### Given records
◇ ◇ ◇ ◇ ◇ ◇ ◇
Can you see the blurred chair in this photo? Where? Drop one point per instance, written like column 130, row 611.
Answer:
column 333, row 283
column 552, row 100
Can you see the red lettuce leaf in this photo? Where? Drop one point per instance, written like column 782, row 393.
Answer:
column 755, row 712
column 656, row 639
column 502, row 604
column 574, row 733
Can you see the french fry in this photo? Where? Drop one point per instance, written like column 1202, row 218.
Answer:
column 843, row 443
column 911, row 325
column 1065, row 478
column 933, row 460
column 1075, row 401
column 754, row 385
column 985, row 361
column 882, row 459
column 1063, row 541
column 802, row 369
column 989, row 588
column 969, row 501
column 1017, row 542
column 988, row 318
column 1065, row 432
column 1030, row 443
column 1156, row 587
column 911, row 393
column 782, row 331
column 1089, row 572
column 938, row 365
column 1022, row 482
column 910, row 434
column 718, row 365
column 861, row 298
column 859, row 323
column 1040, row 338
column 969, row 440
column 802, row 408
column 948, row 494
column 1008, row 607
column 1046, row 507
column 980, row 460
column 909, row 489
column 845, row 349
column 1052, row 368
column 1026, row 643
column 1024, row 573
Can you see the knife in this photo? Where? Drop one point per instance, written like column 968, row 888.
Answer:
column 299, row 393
◇ ◇ ◇ ◇ ◇ ◇ ◇
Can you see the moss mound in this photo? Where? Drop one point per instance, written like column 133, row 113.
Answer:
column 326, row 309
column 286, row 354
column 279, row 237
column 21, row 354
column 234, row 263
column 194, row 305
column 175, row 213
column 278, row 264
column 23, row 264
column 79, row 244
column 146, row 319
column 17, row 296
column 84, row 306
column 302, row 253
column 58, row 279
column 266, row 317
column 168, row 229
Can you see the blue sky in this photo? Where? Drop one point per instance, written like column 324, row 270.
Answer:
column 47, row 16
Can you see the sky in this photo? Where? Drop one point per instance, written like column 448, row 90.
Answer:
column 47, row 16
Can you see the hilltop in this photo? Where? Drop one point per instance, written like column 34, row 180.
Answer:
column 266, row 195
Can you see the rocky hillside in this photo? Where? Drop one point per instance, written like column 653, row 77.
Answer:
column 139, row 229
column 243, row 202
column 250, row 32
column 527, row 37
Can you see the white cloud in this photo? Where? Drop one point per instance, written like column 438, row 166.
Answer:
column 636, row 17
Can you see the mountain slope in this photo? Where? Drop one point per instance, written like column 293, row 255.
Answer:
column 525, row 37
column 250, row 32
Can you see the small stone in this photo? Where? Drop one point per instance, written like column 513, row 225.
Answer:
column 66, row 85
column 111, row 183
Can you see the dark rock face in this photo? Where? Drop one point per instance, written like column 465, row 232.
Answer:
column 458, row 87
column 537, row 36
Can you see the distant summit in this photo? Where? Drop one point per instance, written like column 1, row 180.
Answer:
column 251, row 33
◇ ◇ ◇ ◇ ◇ ◇ ◇
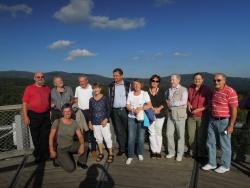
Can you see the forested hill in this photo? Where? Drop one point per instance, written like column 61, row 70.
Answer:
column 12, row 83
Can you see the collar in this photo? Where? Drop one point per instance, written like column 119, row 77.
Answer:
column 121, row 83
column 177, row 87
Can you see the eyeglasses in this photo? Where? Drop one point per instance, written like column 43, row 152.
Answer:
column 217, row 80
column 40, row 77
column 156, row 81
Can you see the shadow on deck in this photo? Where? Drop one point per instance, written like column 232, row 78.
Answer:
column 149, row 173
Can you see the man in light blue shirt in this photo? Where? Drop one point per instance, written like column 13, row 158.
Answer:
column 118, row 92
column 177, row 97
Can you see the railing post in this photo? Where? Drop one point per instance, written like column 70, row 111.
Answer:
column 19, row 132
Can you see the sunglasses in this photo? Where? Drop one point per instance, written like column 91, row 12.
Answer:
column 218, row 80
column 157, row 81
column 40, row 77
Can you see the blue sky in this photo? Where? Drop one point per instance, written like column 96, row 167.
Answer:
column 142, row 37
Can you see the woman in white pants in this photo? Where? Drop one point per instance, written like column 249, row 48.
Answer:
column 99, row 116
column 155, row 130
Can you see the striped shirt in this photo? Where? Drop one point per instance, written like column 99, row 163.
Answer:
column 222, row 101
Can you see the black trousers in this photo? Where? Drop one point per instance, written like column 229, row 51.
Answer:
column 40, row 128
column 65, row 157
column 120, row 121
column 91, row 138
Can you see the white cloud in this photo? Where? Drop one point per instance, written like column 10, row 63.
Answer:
◇ ◇ ◇ ◇ ◇ ◇ ◇
### Written request
Retype the listing from the line with "Can you see the blurred" up to and including the line with "column 574, row 733", keeping each line the same.

### Answer for this exercise
Can you see the blurred chair in this photo? Where? Drop one point per instance, written like column 130, row 611.
Answer:
column 333, row 283
column 552, row 100
Can you see the red lettuce leaf in this photo? Where? Drop one point per instance, written like column 782, row 393.
Answer:
column 755, row 712
column 656, row 639
column 502, row 604
column 574, row 733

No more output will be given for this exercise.